Exercise passage:
I ran into a situation last month where my customer noticed that there were numerous Windows Failover Cluster role server names (aka ‘network name’ aka ‘virtual name’) that were not getting discovered by SCOM. When I looked closer it became clear that the problem was present on cluster ‘roles’ where there was more than one virtual name attached. In the screenshot below you will notice there are two Server Names; a ‘V’ name and a ‘C’ name. (This is the naming convention used by the customer. The customer was only interested in the ‘V’ name and wasn’t really using the ‘C’ names at the time, so they didn’t really care about discovering the ‘C’ names. ) For most of the roles, only the ‘V’ name was being discovered, not the ‘C’ name. However for a small minority of the roles, only the ‘C’ name was being discovered. There didn’t seem to be any consistency or any obvious logic for which one was found by the discovery; not the IP network/subnet, not the order in which they appeared in Failover Cluster Manager, not the name (spelling, alphabetical order). The only thing I could guess was perhaps it was related to the order in which the names were created and added to the cluster role by whomever set up the WFC, and I don’t have a time machine nor a magic portal to go gather that intel. Therefore the enumeration order remains a mystery.
I decided that discovery is technically working, but only recognizing the “first” virtual name. Now what?
I started digging into the discovery. I eventually found the cause and solution. I’m going to describe my journey here so that hopefully my process and methods will help someone else down the road.
I have a two-node Windows cluster in my lab, “DBC1”. On that cluster I added a SQL server Always On Availability Group to the Roles. The AOAG has a virtual name, “DBC1AGListener”.
I deployed the SCOM (2019) agent to my first SQL server only (db01.contoso.com), some time later (10-15 minutes?) both the Windows cluster name and the AG listener name appeared.
There are some things to note here. My lab is different in a number of ways from the customer.
|Windows Server Ver.||2016||2019|
|Cluster Role(s) Virtual Names||2||1|
In the end, the labs were similar enough to research the problem.
I needed to dig into the discovery process to figure out what it was doing. Before I could do that, I needed to identify which discovery to focus on. Before I could do that, I needed to identify what was being discovered; what are ‘DBC1.Contoso.com’ and ‘DBC1AGListener.Contoso.com’? That is to say, what type of objects are they? Once I know their class types I can identify the discoveries that are capable if discovering them.
I safely assumed that they were either a “virtual” or “cluster” type class (name) so I used the following code to show me all class instances related to the AGListener name.

Task 1: In the SCOM discovery write-up, why did the author need to know the class types of 'DBC1.Contoso.com' and 'DBC1AGListener.Contoso.com' before looking into the discovery process? Answer in one to three sentences.
Task 2: Carry on the SCOM discovery write-up from the point where it stops.

Provided information:
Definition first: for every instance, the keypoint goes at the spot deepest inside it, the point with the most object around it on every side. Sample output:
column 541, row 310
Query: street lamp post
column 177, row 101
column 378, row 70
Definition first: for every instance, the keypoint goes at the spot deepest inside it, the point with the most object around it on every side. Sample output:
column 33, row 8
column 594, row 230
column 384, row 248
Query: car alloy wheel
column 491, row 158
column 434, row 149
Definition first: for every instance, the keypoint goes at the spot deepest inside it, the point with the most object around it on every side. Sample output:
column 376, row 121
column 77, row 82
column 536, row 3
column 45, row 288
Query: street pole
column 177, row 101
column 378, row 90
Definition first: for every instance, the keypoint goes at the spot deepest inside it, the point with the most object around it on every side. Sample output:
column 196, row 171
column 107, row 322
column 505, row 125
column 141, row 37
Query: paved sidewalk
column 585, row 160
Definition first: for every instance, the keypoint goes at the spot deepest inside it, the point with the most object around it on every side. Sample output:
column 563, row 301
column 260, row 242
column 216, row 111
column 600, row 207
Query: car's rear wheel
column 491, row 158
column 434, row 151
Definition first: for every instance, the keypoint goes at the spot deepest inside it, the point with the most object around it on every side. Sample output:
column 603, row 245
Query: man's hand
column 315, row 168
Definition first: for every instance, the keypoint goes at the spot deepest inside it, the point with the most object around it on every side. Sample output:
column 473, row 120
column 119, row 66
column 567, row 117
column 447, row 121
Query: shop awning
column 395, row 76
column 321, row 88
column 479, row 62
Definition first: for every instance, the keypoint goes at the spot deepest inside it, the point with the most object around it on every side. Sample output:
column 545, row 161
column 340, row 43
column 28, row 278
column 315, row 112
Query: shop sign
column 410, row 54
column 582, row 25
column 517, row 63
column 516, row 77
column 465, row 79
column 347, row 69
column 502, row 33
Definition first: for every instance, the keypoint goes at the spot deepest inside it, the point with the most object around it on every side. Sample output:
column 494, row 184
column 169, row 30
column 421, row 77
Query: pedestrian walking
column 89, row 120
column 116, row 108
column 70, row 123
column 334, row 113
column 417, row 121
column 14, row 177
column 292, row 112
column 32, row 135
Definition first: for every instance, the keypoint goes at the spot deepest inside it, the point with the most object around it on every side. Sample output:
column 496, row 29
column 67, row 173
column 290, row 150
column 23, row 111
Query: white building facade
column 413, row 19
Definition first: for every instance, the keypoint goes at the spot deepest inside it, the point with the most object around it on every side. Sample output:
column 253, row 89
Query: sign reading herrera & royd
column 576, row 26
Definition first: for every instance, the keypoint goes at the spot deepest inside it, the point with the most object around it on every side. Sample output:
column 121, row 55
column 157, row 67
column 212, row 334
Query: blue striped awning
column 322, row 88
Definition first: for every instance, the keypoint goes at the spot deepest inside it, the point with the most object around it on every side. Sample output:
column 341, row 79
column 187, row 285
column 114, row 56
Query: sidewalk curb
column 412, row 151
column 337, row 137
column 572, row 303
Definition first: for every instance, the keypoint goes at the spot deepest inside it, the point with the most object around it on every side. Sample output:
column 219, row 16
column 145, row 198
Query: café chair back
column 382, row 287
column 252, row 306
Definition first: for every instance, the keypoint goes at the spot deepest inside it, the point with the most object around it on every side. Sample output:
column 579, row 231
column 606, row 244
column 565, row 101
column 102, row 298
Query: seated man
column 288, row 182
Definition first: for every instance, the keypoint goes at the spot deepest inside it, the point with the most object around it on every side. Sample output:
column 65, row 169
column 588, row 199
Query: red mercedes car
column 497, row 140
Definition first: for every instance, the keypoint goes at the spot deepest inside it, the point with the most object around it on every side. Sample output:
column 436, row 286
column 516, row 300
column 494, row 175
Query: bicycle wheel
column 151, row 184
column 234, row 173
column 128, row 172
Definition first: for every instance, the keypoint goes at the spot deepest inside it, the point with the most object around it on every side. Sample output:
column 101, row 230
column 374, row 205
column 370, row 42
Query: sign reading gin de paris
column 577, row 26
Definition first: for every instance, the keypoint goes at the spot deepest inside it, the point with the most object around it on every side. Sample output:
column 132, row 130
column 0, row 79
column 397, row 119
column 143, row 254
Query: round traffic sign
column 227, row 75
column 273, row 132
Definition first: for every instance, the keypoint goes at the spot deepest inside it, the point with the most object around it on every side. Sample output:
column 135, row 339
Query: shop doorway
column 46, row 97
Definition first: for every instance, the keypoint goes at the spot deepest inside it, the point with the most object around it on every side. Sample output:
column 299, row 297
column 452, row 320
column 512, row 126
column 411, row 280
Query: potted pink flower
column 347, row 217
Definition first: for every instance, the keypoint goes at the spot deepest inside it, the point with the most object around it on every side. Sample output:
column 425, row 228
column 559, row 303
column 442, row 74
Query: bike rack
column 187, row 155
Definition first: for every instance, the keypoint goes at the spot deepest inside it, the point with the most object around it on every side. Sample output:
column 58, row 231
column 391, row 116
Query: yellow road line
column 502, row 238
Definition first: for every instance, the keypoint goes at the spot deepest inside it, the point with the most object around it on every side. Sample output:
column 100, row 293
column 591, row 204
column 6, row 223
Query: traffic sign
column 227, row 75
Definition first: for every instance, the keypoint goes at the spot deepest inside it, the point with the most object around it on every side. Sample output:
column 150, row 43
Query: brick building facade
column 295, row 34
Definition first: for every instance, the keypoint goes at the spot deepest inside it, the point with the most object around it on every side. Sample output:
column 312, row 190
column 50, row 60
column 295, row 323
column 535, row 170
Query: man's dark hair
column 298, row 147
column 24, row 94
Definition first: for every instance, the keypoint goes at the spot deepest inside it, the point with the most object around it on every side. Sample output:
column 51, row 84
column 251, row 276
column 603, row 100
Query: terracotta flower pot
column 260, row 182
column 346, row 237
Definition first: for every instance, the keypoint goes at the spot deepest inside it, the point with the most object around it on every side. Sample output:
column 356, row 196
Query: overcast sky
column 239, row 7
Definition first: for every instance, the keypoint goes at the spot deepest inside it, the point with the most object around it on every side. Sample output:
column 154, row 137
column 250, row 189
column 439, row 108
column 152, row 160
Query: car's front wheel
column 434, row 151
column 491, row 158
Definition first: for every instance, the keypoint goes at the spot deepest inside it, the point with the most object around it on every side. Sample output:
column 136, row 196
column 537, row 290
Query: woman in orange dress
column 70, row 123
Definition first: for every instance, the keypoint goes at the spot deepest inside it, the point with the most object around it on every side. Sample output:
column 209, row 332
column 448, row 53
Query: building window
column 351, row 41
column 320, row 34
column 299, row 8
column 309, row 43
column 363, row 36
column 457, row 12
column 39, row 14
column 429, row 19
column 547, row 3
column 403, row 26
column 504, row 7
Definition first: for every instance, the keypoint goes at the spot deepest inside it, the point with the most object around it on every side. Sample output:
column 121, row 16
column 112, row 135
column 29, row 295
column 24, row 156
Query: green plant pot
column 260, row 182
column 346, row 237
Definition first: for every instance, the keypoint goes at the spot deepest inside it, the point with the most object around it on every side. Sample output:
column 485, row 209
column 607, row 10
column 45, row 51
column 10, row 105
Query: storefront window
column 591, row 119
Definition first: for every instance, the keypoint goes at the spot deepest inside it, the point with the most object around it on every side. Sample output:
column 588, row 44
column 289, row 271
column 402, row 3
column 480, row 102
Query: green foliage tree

Written reply 1: The author first had to pick which discovery to focus on. Knowing the class types of those objects would show which discoveries are capable of discovering them.

Written reply 2:
Hit! I got the object, now let’s look at it’s type(s).
From the screenshot above you can see that there are 3 classes in the family tree of the object. Let’s find out what those classes are.
Here I use the New-SCOMClassGraph function to show me the entire family tree for the 3 related classes.
Success! “DBC1AGListener.Contoso.com” is a “Microsoft.Windows.Cluster.VirtualServer” or “Virtual Server” (DisplayName) shown at the bottom of the graph. From the graph you can see that the only discovery (blue box) that is linked to that class type is: “Microsoft.Windows.Cluster.Classes.Discovery” and it is defined in this management pack: “Microsoft.Windows.Cluster.Library”.
MP DisplayName: Windows Cluster Library
MP Name: Microsoft.Windows.Cluster.Library
MP Version: 7.0.8437.16
Now we know what type of object “DBC1AGListener.Contoso.com” is and which discovery workflow is responsible for discovering it and we know where to find the discovery.
I export the MP with PowerShell and locate the discovery in the .xml file.
Notice this line in the discovery code above:
This implies that the discovery has the ability to discovery more than one virtual server at a time, but it is set to “false” by default. This would explain the symptoms we are seeing in the customer’s environment. Can we override it to “true”? A quick look at the DataSource will determine yes or no.
This is the datasource:
<DataSource ID="DiscoveryDataSource" TypeID="Microsoft.Windows.Cluster.Classes.Discovery.ModuleType">
Here we can see in the datasource module type that this parameter, “DiscoverMultipleVirtualServers”, is able to be overridden.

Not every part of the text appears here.